··· Data in this exercise ···

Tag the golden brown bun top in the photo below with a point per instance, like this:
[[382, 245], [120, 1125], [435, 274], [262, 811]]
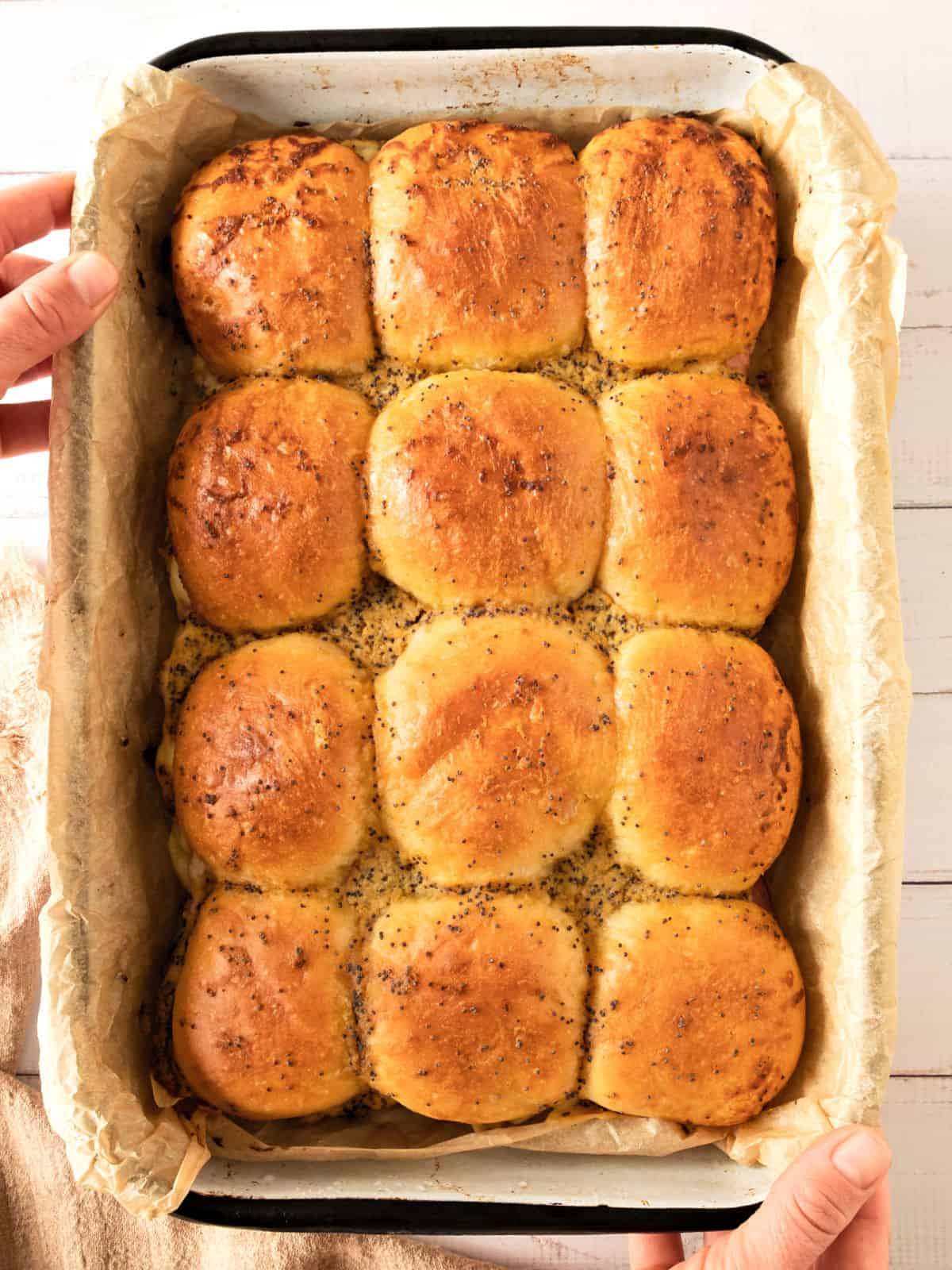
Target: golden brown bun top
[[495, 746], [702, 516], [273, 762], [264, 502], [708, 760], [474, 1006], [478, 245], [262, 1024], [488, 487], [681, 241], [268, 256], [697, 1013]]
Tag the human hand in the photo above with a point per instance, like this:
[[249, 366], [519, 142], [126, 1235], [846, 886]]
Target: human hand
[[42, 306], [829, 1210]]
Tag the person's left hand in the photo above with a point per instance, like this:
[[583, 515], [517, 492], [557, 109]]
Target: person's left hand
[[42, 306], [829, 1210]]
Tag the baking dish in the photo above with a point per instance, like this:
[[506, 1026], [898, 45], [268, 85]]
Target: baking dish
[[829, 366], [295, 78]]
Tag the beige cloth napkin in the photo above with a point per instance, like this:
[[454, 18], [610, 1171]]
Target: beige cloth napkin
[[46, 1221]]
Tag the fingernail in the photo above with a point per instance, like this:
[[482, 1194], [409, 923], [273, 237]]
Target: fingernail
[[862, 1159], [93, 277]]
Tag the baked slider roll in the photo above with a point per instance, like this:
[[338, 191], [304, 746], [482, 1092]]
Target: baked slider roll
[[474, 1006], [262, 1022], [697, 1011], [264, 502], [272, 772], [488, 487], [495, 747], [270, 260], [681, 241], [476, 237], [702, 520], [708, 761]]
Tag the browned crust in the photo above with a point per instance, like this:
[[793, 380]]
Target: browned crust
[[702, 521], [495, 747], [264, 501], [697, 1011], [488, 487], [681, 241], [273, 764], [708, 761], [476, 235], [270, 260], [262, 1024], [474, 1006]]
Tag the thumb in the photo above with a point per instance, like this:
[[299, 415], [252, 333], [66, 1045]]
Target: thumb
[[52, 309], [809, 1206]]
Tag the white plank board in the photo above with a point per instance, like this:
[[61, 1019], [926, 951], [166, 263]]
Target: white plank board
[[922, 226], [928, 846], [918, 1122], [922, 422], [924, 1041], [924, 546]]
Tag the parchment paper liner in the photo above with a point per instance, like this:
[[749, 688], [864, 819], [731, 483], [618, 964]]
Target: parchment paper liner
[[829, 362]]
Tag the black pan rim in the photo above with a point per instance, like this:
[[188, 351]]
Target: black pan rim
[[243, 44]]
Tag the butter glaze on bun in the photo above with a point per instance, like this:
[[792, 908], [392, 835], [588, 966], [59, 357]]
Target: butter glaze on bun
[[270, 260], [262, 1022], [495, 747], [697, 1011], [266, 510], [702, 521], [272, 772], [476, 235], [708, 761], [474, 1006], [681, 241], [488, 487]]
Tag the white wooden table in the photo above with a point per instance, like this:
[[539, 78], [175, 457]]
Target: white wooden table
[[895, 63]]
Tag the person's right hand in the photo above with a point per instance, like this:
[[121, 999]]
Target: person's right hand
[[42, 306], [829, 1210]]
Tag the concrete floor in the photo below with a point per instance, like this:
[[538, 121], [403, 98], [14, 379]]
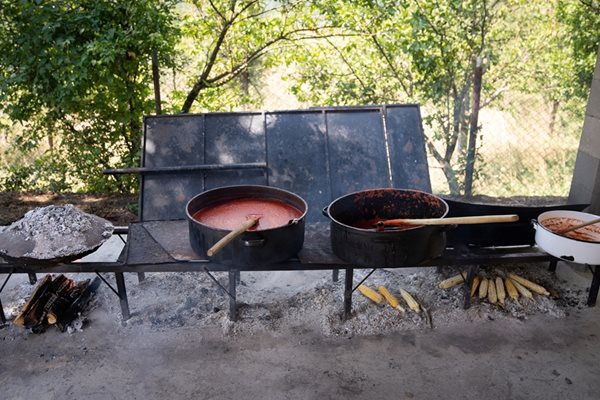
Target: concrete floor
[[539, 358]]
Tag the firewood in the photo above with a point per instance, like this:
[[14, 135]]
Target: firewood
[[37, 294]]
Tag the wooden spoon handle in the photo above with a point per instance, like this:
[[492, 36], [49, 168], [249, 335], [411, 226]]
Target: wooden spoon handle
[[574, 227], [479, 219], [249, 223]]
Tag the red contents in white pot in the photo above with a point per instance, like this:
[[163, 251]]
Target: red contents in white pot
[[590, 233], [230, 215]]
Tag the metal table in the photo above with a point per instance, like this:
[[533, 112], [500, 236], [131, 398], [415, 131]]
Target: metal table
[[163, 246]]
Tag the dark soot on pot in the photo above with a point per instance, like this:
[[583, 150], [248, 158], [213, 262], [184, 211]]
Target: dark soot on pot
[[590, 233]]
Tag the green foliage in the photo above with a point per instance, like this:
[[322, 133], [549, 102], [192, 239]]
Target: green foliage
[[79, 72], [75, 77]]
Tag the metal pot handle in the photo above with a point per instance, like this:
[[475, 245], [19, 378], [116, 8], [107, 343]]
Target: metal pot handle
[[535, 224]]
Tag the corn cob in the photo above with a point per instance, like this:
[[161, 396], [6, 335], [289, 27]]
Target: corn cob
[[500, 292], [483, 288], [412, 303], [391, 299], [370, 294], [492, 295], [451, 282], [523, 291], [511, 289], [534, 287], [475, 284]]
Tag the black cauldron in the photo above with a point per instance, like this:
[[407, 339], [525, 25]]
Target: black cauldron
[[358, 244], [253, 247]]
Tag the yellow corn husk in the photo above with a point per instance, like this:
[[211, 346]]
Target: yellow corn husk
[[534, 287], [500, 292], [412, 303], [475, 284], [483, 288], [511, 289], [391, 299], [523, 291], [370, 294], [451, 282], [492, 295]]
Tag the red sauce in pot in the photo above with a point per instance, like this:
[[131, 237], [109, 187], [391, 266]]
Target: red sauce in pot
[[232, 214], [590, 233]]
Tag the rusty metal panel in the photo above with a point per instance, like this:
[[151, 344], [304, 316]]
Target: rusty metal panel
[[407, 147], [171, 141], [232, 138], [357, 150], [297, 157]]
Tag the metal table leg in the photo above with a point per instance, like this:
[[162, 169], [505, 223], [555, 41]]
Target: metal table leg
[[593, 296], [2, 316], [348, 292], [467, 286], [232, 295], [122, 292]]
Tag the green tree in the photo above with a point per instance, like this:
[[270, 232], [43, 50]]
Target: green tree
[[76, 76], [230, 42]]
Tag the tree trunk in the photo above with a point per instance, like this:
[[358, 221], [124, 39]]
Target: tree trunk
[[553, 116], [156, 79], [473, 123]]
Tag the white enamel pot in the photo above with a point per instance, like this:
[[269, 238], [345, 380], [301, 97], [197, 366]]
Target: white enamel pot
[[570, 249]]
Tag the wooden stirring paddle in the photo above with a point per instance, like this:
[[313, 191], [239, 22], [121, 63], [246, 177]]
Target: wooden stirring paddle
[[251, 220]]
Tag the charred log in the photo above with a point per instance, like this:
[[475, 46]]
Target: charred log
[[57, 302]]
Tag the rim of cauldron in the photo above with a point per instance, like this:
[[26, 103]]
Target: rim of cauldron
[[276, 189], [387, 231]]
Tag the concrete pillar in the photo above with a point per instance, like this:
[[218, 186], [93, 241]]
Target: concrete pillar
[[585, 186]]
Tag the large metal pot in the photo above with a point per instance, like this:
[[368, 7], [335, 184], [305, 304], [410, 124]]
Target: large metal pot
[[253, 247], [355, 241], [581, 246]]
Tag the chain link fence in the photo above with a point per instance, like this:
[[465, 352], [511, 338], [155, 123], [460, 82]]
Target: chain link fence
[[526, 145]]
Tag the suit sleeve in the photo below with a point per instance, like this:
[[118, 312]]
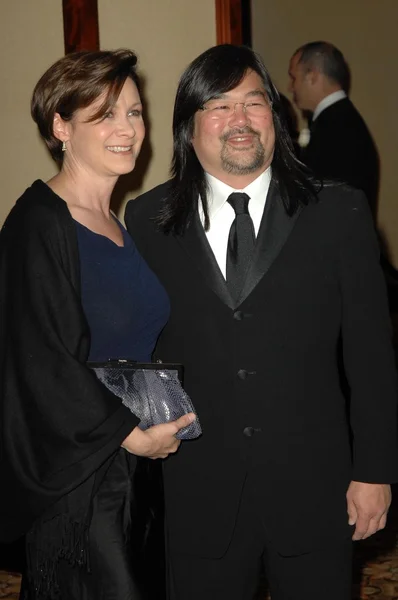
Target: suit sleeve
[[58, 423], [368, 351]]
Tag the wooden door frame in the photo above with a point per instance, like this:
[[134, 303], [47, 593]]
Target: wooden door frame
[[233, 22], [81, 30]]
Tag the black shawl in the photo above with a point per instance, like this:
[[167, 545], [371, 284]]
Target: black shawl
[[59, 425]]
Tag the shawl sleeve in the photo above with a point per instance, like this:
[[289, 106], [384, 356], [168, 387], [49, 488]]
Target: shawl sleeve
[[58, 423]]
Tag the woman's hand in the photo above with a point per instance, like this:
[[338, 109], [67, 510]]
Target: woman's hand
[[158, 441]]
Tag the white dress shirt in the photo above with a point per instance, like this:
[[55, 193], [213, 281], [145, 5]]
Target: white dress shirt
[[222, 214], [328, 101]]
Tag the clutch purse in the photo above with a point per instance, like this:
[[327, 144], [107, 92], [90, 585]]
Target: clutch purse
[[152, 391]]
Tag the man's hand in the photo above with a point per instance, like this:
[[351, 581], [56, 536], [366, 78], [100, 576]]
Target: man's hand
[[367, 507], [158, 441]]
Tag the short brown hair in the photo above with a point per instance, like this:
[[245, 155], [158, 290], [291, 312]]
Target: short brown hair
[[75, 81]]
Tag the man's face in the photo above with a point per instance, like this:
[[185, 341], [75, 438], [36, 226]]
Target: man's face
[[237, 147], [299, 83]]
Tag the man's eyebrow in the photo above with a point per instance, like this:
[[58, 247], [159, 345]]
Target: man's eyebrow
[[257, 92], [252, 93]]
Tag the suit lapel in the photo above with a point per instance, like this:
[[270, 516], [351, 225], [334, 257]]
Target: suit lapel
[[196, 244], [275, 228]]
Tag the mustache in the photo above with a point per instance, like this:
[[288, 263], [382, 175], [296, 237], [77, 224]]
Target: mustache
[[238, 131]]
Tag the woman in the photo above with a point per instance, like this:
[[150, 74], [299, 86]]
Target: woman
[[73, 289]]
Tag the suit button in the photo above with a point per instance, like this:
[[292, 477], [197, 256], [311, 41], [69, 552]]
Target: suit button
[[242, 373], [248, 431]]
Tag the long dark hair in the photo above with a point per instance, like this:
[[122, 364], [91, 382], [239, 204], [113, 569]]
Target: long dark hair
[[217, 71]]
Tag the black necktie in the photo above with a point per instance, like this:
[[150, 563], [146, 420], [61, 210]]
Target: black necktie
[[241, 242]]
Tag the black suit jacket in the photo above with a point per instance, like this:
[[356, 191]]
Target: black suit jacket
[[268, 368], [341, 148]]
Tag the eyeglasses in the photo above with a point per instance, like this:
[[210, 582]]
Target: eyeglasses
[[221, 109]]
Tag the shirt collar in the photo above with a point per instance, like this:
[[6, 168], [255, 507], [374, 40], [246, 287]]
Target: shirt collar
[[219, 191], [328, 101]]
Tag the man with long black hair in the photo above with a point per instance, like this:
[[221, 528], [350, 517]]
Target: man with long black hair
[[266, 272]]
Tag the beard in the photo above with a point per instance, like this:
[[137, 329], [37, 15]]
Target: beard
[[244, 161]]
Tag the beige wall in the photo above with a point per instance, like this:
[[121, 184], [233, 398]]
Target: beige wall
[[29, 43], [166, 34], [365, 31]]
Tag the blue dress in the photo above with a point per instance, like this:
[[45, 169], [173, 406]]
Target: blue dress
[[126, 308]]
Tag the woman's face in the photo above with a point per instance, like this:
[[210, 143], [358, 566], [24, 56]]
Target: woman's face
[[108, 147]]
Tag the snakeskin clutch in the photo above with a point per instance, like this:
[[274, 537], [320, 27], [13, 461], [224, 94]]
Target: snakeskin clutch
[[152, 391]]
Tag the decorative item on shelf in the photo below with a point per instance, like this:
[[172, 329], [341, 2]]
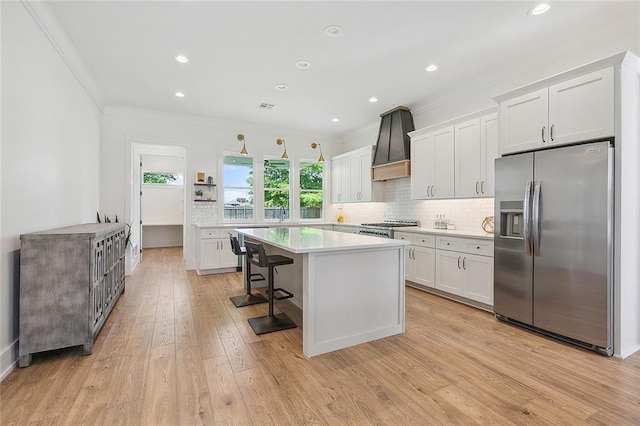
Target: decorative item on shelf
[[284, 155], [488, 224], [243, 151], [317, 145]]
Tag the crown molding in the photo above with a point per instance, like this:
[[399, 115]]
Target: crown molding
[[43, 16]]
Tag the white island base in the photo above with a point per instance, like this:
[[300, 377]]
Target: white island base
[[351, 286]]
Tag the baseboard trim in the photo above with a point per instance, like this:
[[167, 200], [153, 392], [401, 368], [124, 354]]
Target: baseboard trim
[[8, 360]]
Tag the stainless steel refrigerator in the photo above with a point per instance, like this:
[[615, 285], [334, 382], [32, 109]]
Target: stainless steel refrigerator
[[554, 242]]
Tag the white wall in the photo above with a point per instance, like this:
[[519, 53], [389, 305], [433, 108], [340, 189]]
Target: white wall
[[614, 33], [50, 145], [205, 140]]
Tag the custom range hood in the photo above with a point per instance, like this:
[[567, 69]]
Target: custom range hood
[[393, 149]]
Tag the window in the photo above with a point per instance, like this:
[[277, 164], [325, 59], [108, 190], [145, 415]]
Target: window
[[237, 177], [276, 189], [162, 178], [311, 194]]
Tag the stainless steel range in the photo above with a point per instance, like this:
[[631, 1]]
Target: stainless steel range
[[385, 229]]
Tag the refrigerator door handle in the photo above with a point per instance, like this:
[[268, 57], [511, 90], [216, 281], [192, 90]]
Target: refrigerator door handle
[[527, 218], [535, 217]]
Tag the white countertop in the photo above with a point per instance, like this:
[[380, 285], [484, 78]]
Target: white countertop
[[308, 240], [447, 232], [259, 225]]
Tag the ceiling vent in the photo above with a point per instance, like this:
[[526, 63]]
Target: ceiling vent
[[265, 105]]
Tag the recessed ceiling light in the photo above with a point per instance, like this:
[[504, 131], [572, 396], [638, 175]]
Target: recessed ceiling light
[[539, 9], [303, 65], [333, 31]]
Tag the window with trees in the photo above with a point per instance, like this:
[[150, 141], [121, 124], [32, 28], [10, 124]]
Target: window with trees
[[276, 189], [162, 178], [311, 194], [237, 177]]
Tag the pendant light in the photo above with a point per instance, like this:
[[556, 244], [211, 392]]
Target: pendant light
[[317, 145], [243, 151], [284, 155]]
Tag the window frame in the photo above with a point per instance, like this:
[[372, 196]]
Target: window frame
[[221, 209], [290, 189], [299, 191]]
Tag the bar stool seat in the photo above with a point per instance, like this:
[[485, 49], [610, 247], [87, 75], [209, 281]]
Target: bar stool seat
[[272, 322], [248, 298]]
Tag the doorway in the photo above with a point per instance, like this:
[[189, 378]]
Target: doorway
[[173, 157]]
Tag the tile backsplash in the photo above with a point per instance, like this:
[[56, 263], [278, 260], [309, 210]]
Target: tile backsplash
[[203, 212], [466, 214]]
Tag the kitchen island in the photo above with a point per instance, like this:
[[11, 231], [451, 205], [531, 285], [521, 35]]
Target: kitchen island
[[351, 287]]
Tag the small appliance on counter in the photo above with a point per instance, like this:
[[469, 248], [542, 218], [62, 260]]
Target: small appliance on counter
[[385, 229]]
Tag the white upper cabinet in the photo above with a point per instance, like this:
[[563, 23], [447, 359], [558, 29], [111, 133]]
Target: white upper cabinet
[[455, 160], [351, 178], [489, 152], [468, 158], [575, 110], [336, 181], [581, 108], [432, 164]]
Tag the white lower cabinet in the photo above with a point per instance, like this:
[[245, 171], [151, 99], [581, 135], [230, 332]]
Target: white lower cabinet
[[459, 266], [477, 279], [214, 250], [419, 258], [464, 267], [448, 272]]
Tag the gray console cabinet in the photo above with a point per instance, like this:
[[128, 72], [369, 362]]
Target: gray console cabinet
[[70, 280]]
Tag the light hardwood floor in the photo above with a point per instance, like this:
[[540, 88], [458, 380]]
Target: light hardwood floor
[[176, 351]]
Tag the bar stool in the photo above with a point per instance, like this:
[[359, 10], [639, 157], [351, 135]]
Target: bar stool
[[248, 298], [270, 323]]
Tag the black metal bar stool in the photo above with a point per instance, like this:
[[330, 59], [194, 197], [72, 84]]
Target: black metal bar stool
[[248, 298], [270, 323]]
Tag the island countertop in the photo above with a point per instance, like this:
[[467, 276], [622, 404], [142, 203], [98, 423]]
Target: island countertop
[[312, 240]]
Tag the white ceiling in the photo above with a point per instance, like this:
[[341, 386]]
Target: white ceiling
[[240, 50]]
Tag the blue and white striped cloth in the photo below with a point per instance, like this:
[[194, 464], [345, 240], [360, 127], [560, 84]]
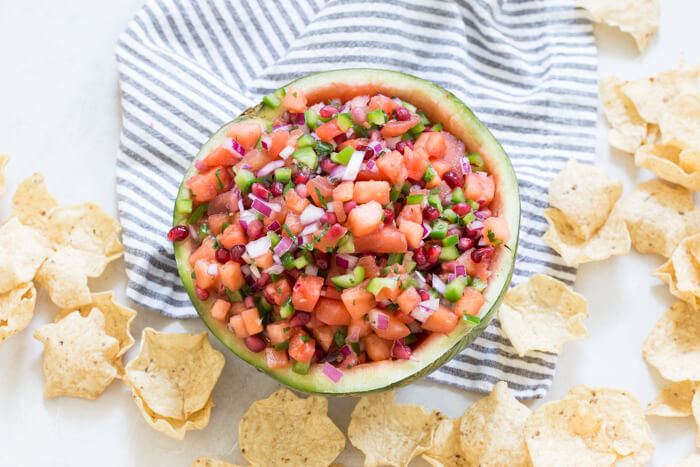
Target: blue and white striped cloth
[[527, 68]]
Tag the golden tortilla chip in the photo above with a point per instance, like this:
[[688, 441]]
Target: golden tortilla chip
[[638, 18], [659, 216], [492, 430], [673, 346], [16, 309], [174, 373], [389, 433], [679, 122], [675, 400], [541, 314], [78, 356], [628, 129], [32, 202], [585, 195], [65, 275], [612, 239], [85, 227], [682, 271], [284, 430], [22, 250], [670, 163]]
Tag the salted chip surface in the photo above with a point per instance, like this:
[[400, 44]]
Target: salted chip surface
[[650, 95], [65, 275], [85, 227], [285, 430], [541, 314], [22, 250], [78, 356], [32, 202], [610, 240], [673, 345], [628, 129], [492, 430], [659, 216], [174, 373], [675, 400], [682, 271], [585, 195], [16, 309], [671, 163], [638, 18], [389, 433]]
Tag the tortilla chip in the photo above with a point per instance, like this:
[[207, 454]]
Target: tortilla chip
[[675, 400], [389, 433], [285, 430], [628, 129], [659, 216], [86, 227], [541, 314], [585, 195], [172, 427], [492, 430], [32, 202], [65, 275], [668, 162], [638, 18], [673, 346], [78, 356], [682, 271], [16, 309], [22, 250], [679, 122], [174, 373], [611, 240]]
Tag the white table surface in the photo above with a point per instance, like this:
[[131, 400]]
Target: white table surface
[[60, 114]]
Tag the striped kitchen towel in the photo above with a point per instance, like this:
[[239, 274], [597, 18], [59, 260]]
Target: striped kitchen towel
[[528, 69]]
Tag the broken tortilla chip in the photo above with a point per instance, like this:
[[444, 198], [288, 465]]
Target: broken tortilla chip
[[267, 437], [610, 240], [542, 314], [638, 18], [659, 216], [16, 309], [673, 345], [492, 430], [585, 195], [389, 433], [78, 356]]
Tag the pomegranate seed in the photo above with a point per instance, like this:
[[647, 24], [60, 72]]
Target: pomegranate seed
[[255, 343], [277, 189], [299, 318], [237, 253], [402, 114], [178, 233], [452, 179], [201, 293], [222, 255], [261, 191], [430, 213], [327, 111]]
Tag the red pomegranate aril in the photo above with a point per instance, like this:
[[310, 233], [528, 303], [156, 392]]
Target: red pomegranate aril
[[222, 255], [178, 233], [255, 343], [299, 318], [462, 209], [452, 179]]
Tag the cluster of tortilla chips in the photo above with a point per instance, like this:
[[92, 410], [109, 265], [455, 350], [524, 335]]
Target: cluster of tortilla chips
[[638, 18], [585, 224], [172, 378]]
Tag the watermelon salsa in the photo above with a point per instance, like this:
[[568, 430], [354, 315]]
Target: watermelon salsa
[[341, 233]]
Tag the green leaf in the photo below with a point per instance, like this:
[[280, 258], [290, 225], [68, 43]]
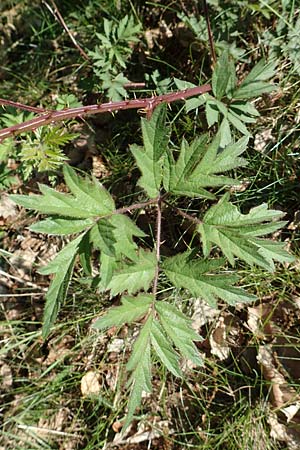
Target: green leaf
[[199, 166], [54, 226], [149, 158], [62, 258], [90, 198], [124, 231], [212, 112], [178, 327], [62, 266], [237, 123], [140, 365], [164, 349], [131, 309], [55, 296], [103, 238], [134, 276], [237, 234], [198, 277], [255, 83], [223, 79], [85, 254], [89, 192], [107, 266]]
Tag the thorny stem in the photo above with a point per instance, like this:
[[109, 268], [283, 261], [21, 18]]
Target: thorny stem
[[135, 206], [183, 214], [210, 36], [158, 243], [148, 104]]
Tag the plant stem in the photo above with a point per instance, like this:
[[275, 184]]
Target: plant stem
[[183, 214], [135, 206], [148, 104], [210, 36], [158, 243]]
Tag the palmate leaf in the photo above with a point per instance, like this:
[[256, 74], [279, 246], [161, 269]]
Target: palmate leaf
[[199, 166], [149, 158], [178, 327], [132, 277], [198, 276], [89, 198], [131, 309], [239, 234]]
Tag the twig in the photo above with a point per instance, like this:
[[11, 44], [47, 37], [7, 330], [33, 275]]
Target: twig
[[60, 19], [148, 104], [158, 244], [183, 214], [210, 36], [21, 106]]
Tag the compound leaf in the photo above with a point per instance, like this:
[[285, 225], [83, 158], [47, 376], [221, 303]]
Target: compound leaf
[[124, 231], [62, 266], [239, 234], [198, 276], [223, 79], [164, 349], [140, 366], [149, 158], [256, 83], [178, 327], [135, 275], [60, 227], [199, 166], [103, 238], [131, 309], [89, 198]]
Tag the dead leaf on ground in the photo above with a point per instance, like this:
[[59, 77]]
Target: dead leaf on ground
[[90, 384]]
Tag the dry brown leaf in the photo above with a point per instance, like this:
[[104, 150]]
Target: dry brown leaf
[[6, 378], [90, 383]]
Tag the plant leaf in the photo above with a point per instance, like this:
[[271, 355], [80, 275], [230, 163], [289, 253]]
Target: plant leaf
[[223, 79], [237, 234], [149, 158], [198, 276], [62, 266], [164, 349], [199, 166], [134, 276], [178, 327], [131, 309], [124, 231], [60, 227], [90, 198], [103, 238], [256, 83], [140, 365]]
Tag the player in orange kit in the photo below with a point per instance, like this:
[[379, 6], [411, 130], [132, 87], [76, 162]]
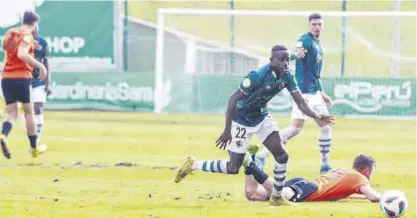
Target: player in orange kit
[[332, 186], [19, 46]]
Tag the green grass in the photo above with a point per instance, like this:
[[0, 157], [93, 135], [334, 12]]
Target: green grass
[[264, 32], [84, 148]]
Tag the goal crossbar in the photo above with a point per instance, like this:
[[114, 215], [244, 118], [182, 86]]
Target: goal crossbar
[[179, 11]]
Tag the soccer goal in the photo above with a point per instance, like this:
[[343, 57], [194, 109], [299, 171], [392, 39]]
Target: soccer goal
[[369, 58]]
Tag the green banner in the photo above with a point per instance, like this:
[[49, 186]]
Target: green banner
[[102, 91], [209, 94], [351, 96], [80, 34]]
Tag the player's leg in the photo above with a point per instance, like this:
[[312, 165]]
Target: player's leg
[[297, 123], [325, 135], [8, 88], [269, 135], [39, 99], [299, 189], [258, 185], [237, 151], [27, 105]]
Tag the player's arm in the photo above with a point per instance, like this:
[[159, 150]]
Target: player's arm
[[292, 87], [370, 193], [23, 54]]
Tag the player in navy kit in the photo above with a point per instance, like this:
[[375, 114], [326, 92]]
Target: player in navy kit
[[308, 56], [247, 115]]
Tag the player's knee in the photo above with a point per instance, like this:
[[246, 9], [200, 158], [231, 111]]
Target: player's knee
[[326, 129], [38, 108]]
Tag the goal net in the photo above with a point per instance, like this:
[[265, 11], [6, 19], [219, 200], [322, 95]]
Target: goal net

···

* **Exercise prompt**: The required answer is the run of lines above, starting at the line with "Tag the metal table leg" and ending at the line with "[[358, 221], [124, 39]]", reproduced exactly with both ends.

* **Result of the exercise**:
Tag the metal table leg in the photo above with a point per instance, like this:
[[162, 169], [505, 223], [555, 41]]
Target: metal table leg
[[593, 296], [2, 316], [348, 292], [467, 286], [232, 295], [122, 292]]
Tag the green tree in the photo above with a point per instance, like this:
[[270, 232], [43, 50]]
Target: green tree
[[76, 76], [230, 42]]
Tag the tree trunk in the photo above with a point per instance, like this:
[[358, 221], [124, 39]]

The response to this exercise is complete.